The Offering consisted of:

  • 18,141,664 flow-through CMETC units of the Company (each, a "FT CMETC Unit") issued at a price of $0.09 per FT CMETC Unit. Each FT CMETC Unit is intended to be issued on the basis that the Company will incur and renounce Canadian exploration expenses that are expected to qualify as flow-through mining expenditures that are critical mineral exploration expense eligible for purposes of the Critical Mineral Exploration Tax Credit under the Income Tax Act (Canada);

  • 3,000,000 flow-through units of the Company (each, a "FT Unit") issued at a price of $0.09 per FT Unit. Each FT Unit is intended to be issued in respect of Canadian exploration expenses expected to qualify as 'Canadian exploration expense' under the Income Tax Act (Canada); and

  • 1,888,889 non-flow-through units of the Company (each, a "NFT Unit") issued at a price of $0.09 per NFT Unit.

Each FT CMETC Unit and FT Unit is comprised of:

  • One (1) flow-through common share of the Company issued as a "flow-through share" within the meaning of the Income Tax Act (Canada) (each, a "FT Share"); and

  • One-half (1/2) of one common share purchase warrant, with two (2) such half-warrants being exercisable together as one (1) whole common share purchase warrant (each whole warrant being, a "Warrant").

Each NFT Unit is comprised of:

  • One (1) common share of the Company (each, a "Common Share"); and

  • One (1) Warrant.

Each whole Warrant will entitle the holder to purchase one additional Common Share at an exercise price of $0.13 per Common Share for a period of two (2) years following the closing date of the Offering, subject to acceleration in certain events.

The gross proceeds received by the Company from the issuance of the FT CMETC Units will be used to incur eligible "Canadian exploration expenses" ("CEE") that are expected to qualify as flow-through critical mineral mining expenditures (as defined in the Income Tax Act (Canada)) and are intended to be spent on the Company's Goodwin project. Such expenditures are expected to qualify as "critical mineral exploration expense" for purposes of the 30% Critical Mineral Exploration Tax Credit available under applicable law to eligible subscribers.

The gross proceeds received by the Company from the issuance of the FT Units will be used to incur eligible CEE on the Company's gold projects and are not expected to qualify as flow-through critical mineral mining expenditures or for the Critical Mineral Exploration Tax Credit.

The Company will renounce qualifying CEE to subscribers of FT CMETC Units and FT Units with an effective date no later than December 31, 2026 (or such other date as may be permitted under applicable tax legislation).

The proceeds received by the Company from the issuance of the NFT Units, and any proceeds received on the exercise of Warrants, will be used for general working capital purposes, corporate development activities, and other business objectives as determined by management.

**Source material**
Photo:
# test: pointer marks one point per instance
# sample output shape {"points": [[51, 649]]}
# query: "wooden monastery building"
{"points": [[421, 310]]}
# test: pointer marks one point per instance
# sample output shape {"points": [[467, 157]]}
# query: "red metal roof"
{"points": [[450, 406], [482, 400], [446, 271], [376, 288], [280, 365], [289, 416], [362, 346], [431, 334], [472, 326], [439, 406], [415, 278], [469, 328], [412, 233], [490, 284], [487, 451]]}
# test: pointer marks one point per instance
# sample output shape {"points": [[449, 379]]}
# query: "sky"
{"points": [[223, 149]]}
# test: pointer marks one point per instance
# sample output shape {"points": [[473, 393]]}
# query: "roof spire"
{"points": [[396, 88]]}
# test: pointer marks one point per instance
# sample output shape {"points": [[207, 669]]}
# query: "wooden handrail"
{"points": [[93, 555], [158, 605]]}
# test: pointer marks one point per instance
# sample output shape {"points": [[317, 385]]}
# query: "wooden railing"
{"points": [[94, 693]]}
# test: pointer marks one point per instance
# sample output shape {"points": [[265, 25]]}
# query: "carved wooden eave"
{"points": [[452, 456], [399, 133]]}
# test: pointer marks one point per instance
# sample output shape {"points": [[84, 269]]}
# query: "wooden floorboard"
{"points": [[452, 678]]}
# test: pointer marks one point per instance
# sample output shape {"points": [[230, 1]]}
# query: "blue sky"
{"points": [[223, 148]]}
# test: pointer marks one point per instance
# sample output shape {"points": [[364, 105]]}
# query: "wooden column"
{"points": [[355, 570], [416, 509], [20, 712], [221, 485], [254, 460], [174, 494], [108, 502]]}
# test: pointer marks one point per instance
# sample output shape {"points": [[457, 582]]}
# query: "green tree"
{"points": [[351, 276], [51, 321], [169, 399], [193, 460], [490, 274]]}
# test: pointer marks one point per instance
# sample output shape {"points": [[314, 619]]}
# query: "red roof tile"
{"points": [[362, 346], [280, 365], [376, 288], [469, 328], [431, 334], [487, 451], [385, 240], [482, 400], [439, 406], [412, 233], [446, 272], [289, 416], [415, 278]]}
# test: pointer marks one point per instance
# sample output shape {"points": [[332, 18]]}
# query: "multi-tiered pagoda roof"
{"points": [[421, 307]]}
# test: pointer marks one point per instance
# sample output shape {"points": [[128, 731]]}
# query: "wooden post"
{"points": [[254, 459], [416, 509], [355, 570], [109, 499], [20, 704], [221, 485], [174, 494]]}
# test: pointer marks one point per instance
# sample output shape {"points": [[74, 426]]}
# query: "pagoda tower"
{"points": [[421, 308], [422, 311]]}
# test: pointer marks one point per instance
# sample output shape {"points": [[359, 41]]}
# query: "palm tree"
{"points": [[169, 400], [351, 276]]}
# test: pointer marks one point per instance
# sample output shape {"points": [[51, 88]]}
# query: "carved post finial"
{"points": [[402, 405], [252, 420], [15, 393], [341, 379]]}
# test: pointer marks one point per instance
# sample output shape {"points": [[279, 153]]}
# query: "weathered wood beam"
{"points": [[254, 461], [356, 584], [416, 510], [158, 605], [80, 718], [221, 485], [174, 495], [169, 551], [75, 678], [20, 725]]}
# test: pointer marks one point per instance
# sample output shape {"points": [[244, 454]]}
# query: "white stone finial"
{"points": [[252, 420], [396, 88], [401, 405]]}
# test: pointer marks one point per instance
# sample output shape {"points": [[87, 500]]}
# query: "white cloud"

**Set task 1**
Print everything in the offering text from "Each FT CMETC Unit and" down to "in certain events.".
**Set task 2**
List every line in the listing that contains the string "post".
The offering text has no connection to the listing.

**Task response 1**
Each FT CMETC Unit and FT Unit is comprised of:

  • One (1) flow-through common share of the Company issued as a "flow-through share" within the meaning of the Income Tax Act (Canada) (each, a "FT Share"); and

  • One-half (1/2) of one common share purchase warrant, with two (2) such half-warrants being exercisable together as one (1) whole common share purchase warrant (each whole warrant being, a "Warrant").

Each NFT Unit is comprised of:

  • One (1) common share of the Company (each, a "Common Share"); and

  • One (1) Warrant.

Each whole Warrant will entitle the holder to purchase one additional Common Share at an exercise price of $0.13 per Common Share for a period of two (2) years following the closing date of the Offering, subject to acceleration in certain events.

**Task response 2**
# query: "wooden post"
# query: "carved post finial"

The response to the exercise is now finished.